■ **TASK A**
In the thread on SQL database design, where must the wildcard appear in a LIKE pattern for an index to be usable?

■ **TEXT SHOWN**
SQL and RDBMS Database Design DO's and DON'Ts

Since this is a general do’s and don’ts thread, I throw in one regarding a dimensionally modeled reporting enviornment, replacated from the source system.

When building a star or snowflake schema in a dimensional model for reporting purposes, DO NOT reuse the surragate keys from the source system as the join path from the fact tables to the dimensions. If something about a record changes in the source system, it’s the job of the reporting enviornment to capture the record as it was originally, as well as what it was updated to. This will be impossible if you reuse the source system’s surragate keys.

wow… some heated debate.
Personally when developing apps using mysql, i’ve found myself almost always using auto increment columns, the only exception being when there is a good single natural key column of a numeric or short fixed length data type. I always add an alternate key for the natural key of the table though (if i didnt use it as th pk). Something like last name, first name, phone number i would never consider using as a pk… not only would it be extremely slow to join but the coding would be quite a bit more complicated. Also, update cascade doesnt work in all dbms’s (ORACLE!!!) and its annoying to have to write triggers in every case. So far i’ve found it easiest to code with auto increment’s, and i’ll stick to it.
Web forms typically have things like checkboxes and select dropdowns, if you need to get at a row its nice to have a single value key so you don’t have to do extra work parsing the data after the fact.

Remember queries which use wild cards such as SELECT * WHERE myCharColumn LIKE ‘%anything’ will always result in a table scan, so only use leading wild cards when absolutely necessary.
Are you guys sure using * always leads to a table scan? What if a developer needs to return every column and is sure of it?

not what he said :slight_smile:

LIKE ‘%anything’ gives a table scan

LIKE ‘anything%’ doesn’t

the dreaded, evil “select star” should never be used, full stop

actually, there are a few instances where it can be used, but these are obscure outliers

It depends upon the WHERE condition, and whether an index can be used.

In the case of the LIKE operator, an index can be used if the wildcard (%) appears at the end of the character string. Why? Because the index is sorted in ascending or descending order. The RDBMS can then scan the index (which has a hierarchical tree design), looking for a match for the first few characters of the string. It can quickly find the index pages that it needs to search, because of the index structure. It will only search the index pages that qualify and will only access the data pages that are needed.

However, if the wildcard is at the beginning of the string, then there is no way for the the optimizer to know how many qualifying occurrences exist in the database (no statistics, therefore cannot use the index to refine the search), it chooses to gut it out and simply scan the whole table, as its only possible strategy which it defaults to. Different optimizers work differently, and this explanation only applies to relational databases. Obviously, text search databases have entirely different strategies for parsing queries and scanning their databases.

■ **TASK B**
Reproduce only the stretch of the listing from the line containing "vent, one per animal or object that matches." through the end of the listing, requests included. Offset every coordinate in the answers by adding 61 to each number.

■ **DATA PROVIDED**
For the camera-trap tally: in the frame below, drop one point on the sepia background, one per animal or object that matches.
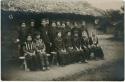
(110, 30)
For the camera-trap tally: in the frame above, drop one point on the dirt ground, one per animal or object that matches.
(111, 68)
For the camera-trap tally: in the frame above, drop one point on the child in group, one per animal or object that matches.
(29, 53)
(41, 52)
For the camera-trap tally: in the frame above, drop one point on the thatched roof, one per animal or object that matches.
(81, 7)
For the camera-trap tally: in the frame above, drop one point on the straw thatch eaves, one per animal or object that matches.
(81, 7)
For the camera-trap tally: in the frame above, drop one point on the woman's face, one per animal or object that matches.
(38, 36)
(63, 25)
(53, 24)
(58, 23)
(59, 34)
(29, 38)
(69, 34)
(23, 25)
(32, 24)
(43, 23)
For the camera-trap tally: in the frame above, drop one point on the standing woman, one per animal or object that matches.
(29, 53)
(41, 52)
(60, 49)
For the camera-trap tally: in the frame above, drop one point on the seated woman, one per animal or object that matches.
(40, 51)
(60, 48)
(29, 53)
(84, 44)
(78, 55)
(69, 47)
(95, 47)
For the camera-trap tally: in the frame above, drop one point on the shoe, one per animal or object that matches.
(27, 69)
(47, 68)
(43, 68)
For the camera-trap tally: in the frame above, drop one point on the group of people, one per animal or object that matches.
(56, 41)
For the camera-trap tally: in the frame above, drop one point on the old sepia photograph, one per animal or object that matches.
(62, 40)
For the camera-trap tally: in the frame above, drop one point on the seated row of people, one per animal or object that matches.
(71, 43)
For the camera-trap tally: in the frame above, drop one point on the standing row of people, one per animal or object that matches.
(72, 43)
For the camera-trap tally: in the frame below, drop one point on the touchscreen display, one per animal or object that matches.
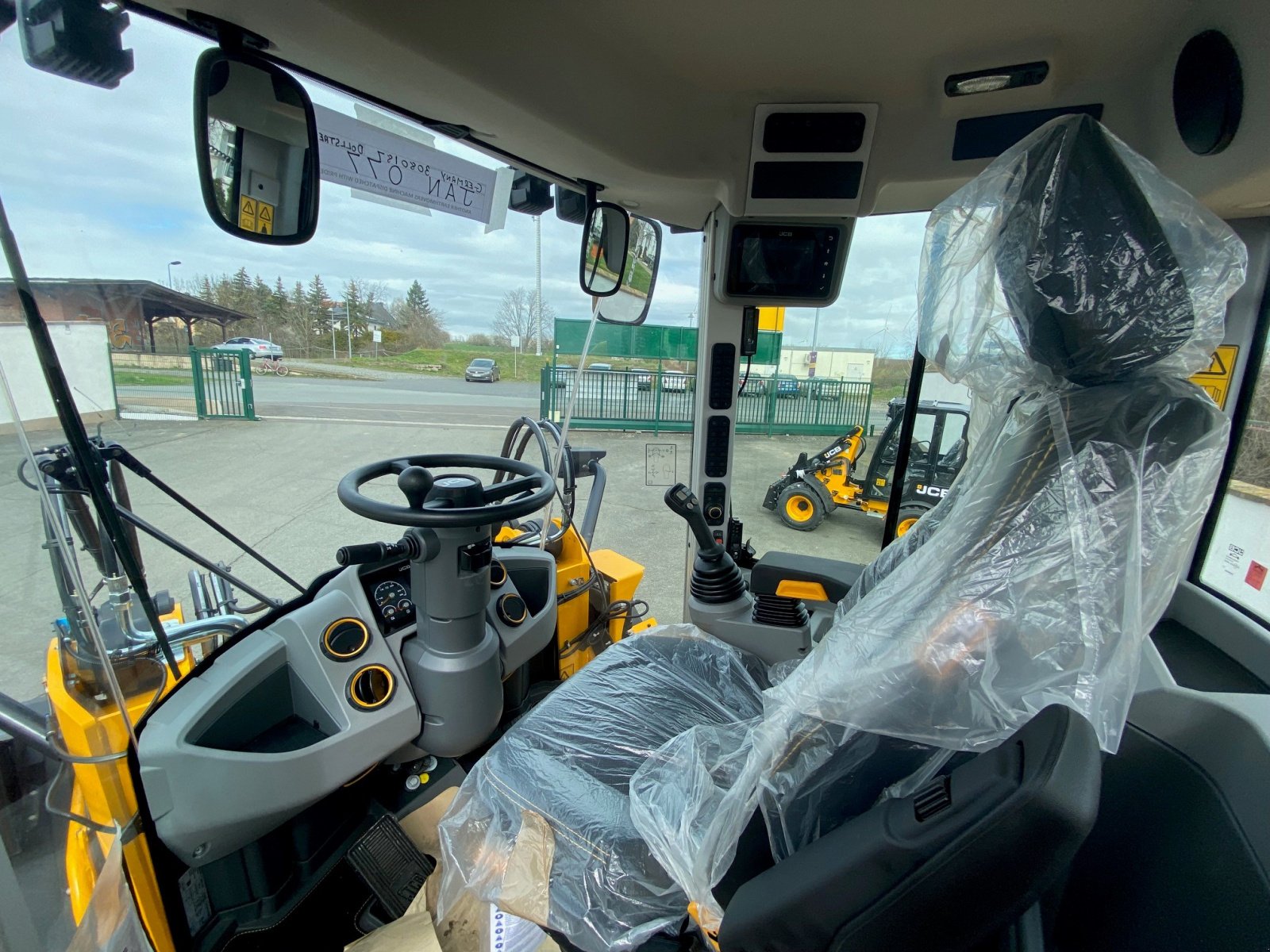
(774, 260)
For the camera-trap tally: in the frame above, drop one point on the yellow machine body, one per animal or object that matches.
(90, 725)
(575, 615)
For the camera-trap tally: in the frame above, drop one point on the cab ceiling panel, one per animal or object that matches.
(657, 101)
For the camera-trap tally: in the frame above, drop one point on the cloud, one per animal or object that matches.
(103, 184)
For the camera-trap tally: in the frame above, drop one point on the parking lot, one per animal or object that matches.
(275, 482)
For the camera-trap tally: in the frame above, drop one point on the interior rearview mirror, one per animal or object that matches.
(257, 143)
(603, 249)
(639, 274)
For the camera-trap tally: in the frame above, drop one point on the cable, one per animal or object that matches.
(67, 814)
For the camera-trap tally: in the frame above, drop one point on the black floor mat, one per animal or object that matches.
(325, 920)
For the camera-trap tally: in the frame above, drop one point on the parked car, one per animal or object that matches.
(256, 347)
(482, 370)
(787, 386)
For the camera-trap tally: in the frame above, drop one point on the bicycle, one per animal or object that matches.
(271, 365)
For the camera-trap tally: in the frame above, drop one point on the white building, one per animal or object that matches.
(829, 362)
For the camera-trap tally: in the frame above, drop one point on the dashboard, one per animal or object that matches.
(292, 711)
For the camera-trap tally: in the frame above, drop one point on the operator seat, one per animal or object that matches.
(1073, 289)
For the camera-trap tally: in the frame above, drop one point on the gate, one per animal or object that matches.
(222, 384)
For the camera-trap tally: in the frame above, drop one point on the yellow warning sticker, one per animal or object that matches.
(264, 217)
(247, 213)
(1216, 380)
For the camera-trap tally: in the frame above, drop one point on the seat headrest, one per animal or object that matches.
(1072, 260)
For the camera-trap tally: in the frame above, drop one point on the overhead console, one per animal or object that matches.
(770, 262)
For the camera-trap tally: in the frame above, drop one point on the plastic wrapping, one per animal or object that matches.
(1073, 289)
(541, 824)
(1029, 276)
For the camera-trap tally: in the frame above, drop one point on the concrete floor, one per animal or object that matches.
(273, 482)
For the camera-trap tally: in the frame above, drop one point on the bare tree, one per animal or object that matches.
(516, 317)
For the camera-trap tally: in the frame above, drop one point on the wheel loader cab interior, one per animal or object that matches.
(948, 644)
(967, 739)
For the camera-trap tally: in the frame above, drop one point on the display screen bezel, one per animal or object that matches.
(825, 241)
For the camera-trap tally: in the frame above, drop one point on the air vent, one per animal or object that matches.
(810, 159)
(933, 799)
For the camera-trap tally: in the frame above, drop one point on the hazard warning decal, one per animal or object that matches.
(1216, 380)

■ **FULL OUTPUT A**
At the end of the character string.

■ **FULL OUTPUT B**
For the camera-trap tally: in the frame above, drop one point on the air vent, one per animal or object that matches.
(871, 220)
(994, 860)
For the camera-trap tally: in the frame above, drop one point on the hazard warning decal, one per animal or object that matches.
(1277, 441)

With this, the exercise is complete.